- **Texto de leitura**
╭──

Entre as apreciações críticas – que se enquadram no âmbito desta homenagem ao Poeta e que, nalguns casos, se permitem referências de carácter pessoal ao homenageado – destacam-se as contribuições de António M. B. Machado Pires, que escreve do livro Os Silos do Silêncio: “Este livro é uma vida.” (27) – abrangendo, como abrange, mais de meio século de vivências e esforços poéticos. Trata-se, segundo Machado Pires, duma poesia de “identidade não filiada . . . [pois] um bom escritor nunca é alinhado: ele é que alinha os outros!…” (27). E cita o lema dos Cadernos de Poesia, “A Poesia é só uma” (28) para evocar a poesia de Eduíno de Jesus – que parece não ter filiações e fidelidades (para pedir emprestado outro termo tão seniano) senão a si mesma.
Fátima Freitas Morna sonda o enquadramento de algumas das raízes estéticas da poesia de Eduíno de Jesus, ao qual cabe “porventura melhor do que nenhum outro, o qualificativo de ‘modernista'”. E conclui: “A sua obra revela, discretamente, a poesia de alguém que leu e interiorizou muita poesia, traçando de forma igualmente discreta a sua linhagem: uma linhagem de afinidades electivas, de memórias de leitura aglutinadas à experiência pessoal, não programaticamente definida mas antes buscando a adequação fundamental da palavra em cada momento, como se pode ver no poema ‘Os teus olhos mansos’, de Caminho para o Desconhecido“. (50-51)
Fernando J. B. Martinho – especialista na poesia dos anos 50 – refere-se ao livro A Cidade Destruída durante o Eclipse como exemplo de “uma consciência apocalíptica, de que se encontra múltiplos sinais na poesia da época. São os temores do perigo atómico que estão, em larga medida, na sua origem.” (61) Martinho destaca, do livro eduiniano mencionado, analisando-os pormenorizadamente, os poemas “O que disse o Inominado” e “Day after”. (62)

╰──

- **Dados fornecidos**

╭──

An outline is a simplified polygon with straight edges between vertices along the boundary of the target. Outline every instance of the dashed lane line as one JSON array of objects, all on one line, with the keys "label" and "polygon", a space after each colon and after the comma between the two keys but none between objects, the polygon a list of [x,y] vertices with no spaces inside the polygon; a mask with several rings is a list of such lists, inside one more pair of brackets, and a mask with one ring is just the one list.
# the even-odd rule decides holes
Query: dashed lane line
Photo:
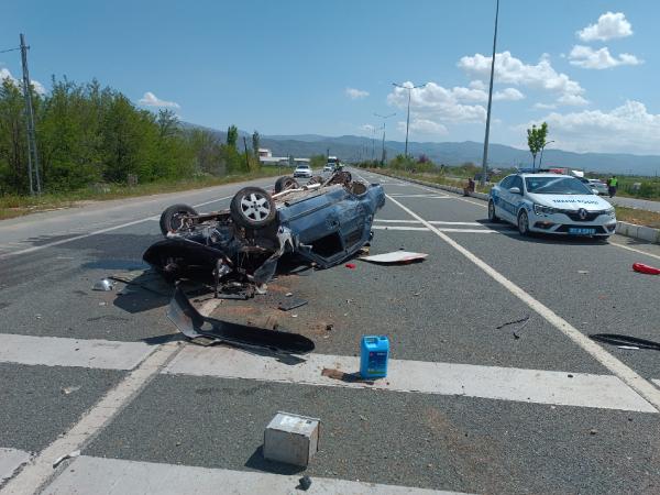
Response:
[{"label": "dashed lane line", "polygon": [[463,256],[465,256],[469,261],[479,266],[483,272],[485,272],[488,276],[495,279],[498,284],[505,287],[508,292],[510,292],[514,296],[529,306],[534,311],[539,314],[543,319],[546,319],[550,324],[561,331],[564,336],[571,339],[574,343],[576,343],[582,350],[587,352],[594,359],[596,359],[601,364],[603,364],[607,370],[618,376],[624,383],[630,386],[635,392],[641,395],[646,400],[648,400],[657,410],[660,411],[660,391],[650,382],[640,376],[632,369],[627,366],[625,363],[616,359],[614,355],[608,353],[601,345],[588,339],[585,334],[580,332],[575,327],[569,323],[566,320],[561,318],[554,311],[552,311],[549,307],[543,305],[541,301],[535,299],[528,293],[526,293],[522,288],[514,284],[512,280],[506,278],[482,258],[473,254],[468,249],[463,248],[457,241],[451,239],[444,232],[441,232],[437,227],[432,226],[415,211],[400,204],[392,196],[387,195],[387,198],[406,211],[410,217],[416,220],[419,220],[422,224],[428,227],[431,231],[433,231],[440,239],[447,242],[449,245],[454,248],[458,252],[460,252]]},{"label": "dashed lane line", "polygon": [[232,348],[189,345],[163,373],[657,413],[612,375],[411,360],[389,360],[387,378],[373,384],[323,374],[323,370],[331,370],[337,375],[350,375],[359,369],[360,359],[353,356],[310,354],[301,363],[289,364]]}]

╰──
╭──

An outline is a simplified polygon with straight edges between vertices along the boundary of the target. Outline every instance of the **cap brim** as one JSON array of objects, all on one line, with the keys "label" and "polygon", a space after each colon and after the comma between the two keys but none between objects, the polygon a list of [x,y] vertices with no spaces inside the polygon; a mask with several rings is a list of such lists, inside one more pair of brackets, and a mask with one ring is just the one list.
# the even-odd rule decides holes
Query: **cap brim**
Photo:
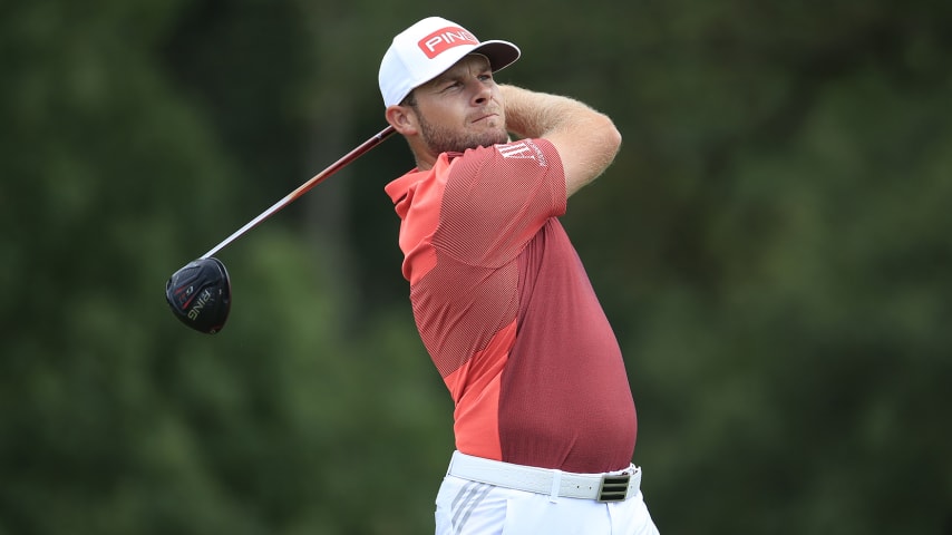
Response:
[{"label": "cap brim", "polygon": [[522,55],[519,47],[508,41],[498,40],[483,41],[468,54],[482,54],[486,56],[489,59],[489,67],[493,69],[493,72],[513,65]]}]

╰──
╭──

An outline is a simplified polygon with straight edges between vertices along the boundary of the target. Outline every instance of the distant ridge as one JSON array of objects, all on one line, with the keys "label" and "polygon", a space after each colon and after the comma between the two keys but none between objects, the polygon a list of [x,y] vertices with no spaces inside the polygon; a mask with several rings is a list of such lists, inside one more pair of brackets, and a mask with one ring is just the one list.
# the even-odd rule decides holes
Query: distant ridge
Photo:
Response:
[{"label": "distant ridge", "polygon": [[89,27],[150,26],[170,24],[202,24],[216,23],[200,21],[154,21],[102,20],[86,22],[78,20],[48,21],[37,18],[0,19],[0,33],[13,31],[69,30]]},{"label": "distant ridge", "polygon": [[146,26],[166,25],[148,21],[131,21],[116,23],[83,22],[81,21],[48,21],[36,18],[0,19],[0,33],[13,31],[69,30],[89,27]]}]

╰──

- **Complete o seguinte**
• 1. No texto de leitura, que livro Fernando J. B. Martinho apresenta como exemplo de uma consciência apocalíptica?
• 2. Reúna todas as linhas da listagem que contêm a palavra "outline", distinguindo maiúsculas de minúsculas.

- **Respostas às tarefas**
• 1. A Cidade Destruída durante o Eclipse.

• 2.
An outline is a simplified polygon with straight edges between vertices along the boundary of the target. Outline every instance of the dashed lane line as one JSON array of objects, all on one line, with the keys "label" and "polygon", a space after each colon and after the comma between the two keys but none between objects, the polygon a list of [x,y] vertices with no spaces inside the polygon; a mask with several rings is a list of such lists, inside one more pair of brackets, and a mask with one ring is just the one list.
An outline is a simplified polygon with straight edges between vertices along the boundary of the target. Outline every instance of the **cap brim** as one JSON array of objects, all on one line, with the keys "label" and "polygon", a space after each colon and after the comma between the two keys but none between objects, the polygon a list of [x,y] vertices with no spaces inside the polygon; a mask with several rings is a list of such lists, inside one more pair of brackets, and a mask with one ring is just the one list.
An outline is a simplified polygon with straight edges between vertices along the boundary of the target. Outline every instance of the distant ridge as one JSON array of objects, all on one line, with the keys "label" and "polygon", a space after each colon and after the comma between the two keys but none between objects, the polygon a list of [x,y] vertices with no spaces inside the polygon; a mask with several rings is a list of such lists, inside one more pair of brackets, and a mask with one ring is just the one list.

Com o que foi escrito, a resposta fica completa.